* Objectif visé
Recopiez intégralement, sans la moindre modification, l'extrait sur la Zone de libre-échange continentale africaine.

* Extrait retenu
La création de la Zone de libre-échange continentale africaine (ZLECA) promet des opportunités et des avantages socio-économiques incalculables pour les Africains. Toutefois, la perspective de supprimer les barrières commerciales pour les produits fabriqués en Afrique au sein de ce marché unique nouvellement créé a suscité des inquiétudes parmi certains États membres de l’Union africaine (UA), principalement en ce qui concerne la manière dont la concurrence économique entre les États sera organisée. Si ces préoccupations méritent d’être prises en considération, la protection de la zone de libre-échange africaine contre la concurrence déloyale ou la prédation de l’extérieur de l’Union mérite encore plus d’attention. Les raisons pour lesquelles cet aspect est crucial devraient être évidentes.

* Données en entrée
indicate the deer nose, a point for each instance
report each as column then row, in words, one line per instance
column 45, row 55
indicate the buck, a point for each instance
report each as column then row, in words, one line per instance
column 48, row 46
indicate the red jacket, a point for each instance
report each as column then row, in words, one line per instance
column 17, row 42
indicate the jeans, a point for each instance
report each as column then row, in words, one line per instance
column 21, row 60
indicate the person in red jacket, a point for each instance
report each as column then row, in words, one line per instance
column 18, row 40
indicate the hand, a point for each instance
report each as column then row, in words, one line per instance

---

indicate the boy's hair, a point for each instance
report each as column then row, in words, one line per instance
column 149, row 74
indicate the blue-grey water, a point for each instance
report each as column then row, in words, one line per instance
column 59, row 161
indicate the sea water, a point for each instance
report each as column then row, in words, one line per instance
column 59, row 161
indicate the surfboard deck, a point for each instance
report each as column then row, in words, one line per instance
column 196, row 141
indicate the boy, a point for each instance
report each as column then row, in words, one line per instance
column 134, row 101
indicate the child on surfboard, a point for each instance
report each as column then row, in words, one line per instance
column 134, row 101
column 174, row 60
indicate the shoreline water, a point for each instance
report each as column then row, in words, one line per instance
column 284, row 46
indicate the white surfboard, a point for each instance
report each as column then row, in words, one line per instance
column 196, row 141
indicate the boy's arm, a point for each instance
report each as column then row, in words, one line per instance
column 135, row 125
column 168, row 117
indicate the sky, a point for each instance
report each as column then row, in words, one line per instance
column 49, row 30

* Solution proposée
La création de la Zone de libre-échange continentale africaine (ZLECA) promet des opportunités et des avantages socio-économiques incalculables pour les Africains. Toutefois, la perspective de supprimer les barrières commerciales pour les produits fabriqués en Afrique au sein de ce marché unique nouvellement créé a suscité des inquiétudes parmi certains États membres de l’Union africaine (UA), principalement en ce qui concerne la manière dont la concurrence économique entre les États sera organisée. Si ces préoccupations méritent d’être prises en considération, la protection de la zone de libre-échange africaine contre la concurrence déloyale ou la prédation de l’extérieur de l’Union mérite encore plus d’attention. Les raisons pour lesquelles cet aspect est crucial devraient être évidentes.